-- Begin SOURCE EXCERPT --

I want to write a code in CUDA for it uses the Tensor Core. I’m using the library nvcuda::wmma. I have this error: name followed by “::” must be a class or namespace name. This is my code
include
include <cuda_runtime.h>
include <stdio.h>
include <mma.h>
include <curand_kernel.h>
// Must be multiples of 16 for wmma code to work
define MATRIX_M 8192
define MATRIX_N 8192
define MATRIX_K 8192
define TILE_WIDTH 32
// The only dimensions currently supported by WMMA
const int WMMA_M = 16;
const int WMMA_N = 16;
const int WMMA_K = 16;
const int warpSize = 32;
// Performs an MxNxK GEMM (C=alphaAB + betaC) assuming:
// 1) Matrices are packed in memory.

-- End SOURCE EXCERPT --
-- Begin GIVEN INFORMATION --

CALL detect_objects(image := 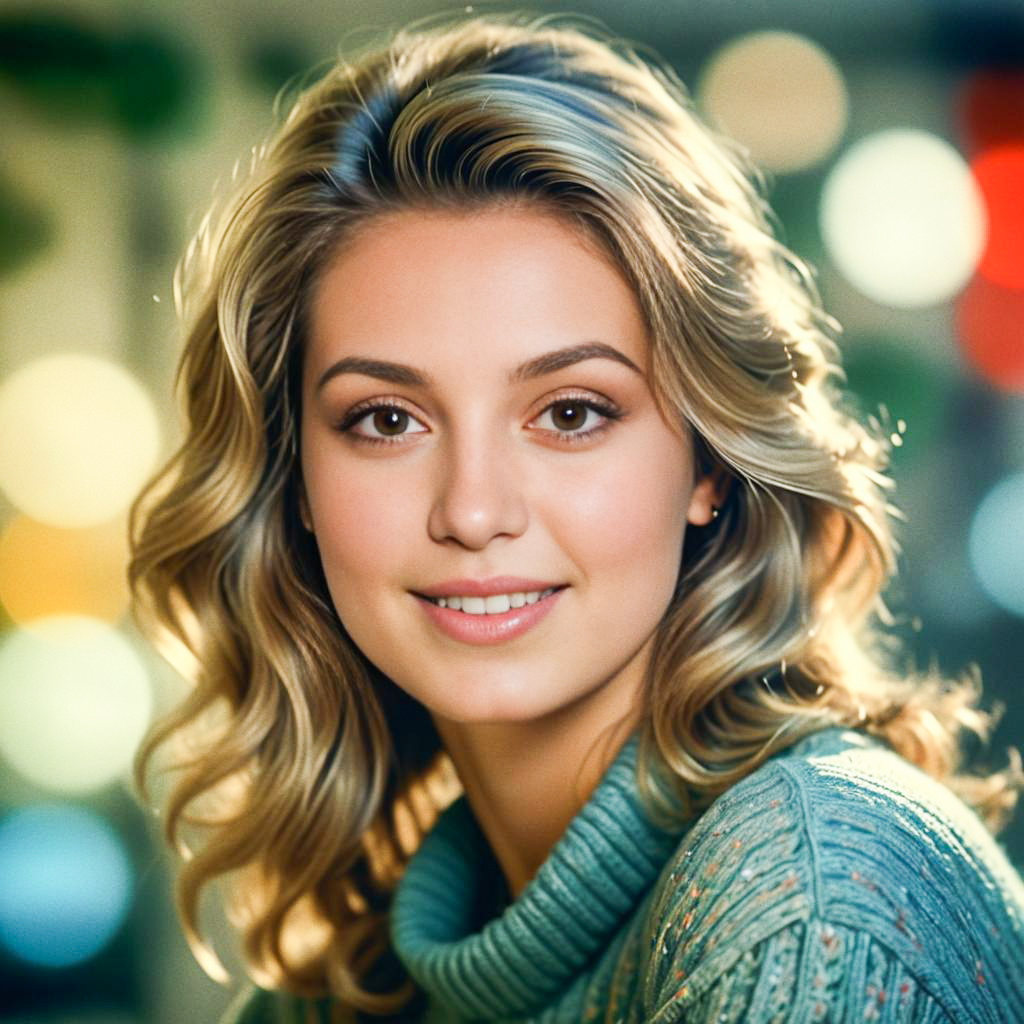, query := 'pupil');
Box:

-- End GIVEN INFORMATION --

Please write out the CUDA Tensor Core post again in full, character for character.

I want to write a code in CUDA for it uses the Tensor Core. I’m using the library nvcuda::wmma. I have this error: name followed by “::” must be a class or namespace name. This is my code
include
include <cuda_runtime.h>
include <stdio.h>
include <mma.h>
include <curand_kernel.h>
// Must be multiples of 16 for wmma code to work
define MATRIX_M 8192
define MATRIX_N 8192
define MATRIX_K 8192
define TILE_WIDTH 32
// The only dimensions currently supported by WMMA
const int WMMA_M = 16;
const int WMMA_N = 16;
const int WMMA_K = 16;
const int warpSize = 32;
// Performs an MxNxK GEMM (C=alphaAB + betaC) assuming:
// 1) Matrices are packed in memory.